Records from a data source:
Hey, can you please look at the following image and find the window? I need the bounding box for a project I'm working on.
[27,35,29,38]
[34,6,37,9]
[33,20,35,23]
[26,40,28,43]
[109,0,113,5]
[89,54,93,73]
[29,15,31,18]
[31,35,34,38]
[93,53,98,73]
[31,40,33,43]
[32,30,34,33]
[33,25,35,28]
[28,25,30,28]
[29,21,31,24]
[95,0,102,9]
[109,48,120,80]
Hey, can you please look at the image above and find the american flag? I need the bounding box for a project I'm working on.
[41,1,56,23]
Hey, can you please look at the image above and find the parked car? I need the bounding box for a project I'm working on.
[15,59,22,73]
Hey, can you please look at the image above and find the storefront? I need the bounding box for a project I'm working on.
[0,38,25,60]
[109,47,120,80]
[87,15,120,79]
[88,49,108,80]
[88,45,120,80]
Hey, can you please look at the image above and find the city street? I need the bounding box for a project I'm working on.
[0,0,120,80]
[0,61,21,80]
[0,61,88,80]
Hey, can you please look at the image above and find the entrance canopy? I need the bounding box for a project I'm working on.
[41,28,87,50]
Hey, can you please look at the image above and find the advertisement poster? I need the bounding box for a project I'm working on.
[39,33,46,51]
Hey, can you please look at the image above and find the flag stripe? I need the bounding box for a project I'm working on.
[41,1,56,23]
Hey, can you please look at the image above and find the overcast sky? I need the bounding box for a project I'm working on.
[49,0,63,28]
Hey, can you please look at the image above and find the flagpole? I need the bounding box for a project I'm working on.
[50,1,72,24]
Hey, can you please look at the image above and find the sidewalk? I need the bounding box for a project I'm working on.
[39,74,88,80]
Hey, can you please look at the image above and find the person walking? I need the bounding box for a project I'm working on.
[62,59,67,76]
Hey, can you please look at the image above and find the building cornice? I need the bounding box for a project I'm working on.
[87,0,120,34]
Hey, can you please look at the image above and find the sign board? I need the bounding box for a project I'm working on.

### Task details
Please quote the data above in full, with no line missing.

### Written solution
Hey, can you please look at the following image and find the window? I need the bounding box for a project I'm working on.
[27,35,29,38]
[34,6,37,9]
[33,20,35,23]
[26,40,28,43]
[109,0,113,5]
[89,54,93,73]
[29,15,31,18]
[31,35,34,38]
[93,53,98,73]
[31,40,33,43]
[32,30,34,33]
[33,25,35,28]
[28,25,30,28]
[29,21,31,24]
[95,0,102,9]
[109,48,120,80]
Hey, can you please look at the image above and find the american flag? I need the bounding box for a project I'm working on.
[41,1,56,23]
Hey, can you please look at the image above and find the parked car? I need the bounding box for a project I'm working on.
[15,59,22,73]
Hey, can you please look at the image above and find the storefront? I need the bounding box for a project I'm working on.
[0,38,25,60]
[109,47,120,80]
[87,15,120,79]
[88,49,108,80]
[88,45,120,80]
Hey, can you please look at the image above and find the city street? I need the bounding box for a project I'm working on.
[0,0,120,80]
[0,61,21,80]
[0,61,88,80]
Hey, can you please look at the image above and find the entrance canopy? I need the bounding box for a project I'm working on.
[41,28,87,50]
Hey, can you please look at the image above and find the advertisement poster? I need the bounding box for a project I'm working on.
[39,33,46,51]
Hey, can you please look at the image above and find the flag stripe? I need the bounding box for a project I'm working on.
[41,1,56,23]
Hey, can you please look at the image above and find the overcast sky? I need the bounding box for a project I'm working on.
[49,0,63,28]
Hey, can you please look at the image above and find the flagpole? I need the bounding box for a project I'm working on.
[50,1,72,24]
Hey, can you please look at the image above and find the sidewalk? I need the bounding box for a project I'm working on.
[39,74,88,80]
Hey, can you please look at the image above and find the person walking? I need the bounding box for a project I'm working on.
[62,59,67,76]
Hey, can you please look at the image above and find the building cornice? I need the bounding box for a project I'm working on.
[87,0,120,34]
Hey, can you please look at the image above and find the sign board? I need the bounding box for a project I'm working on.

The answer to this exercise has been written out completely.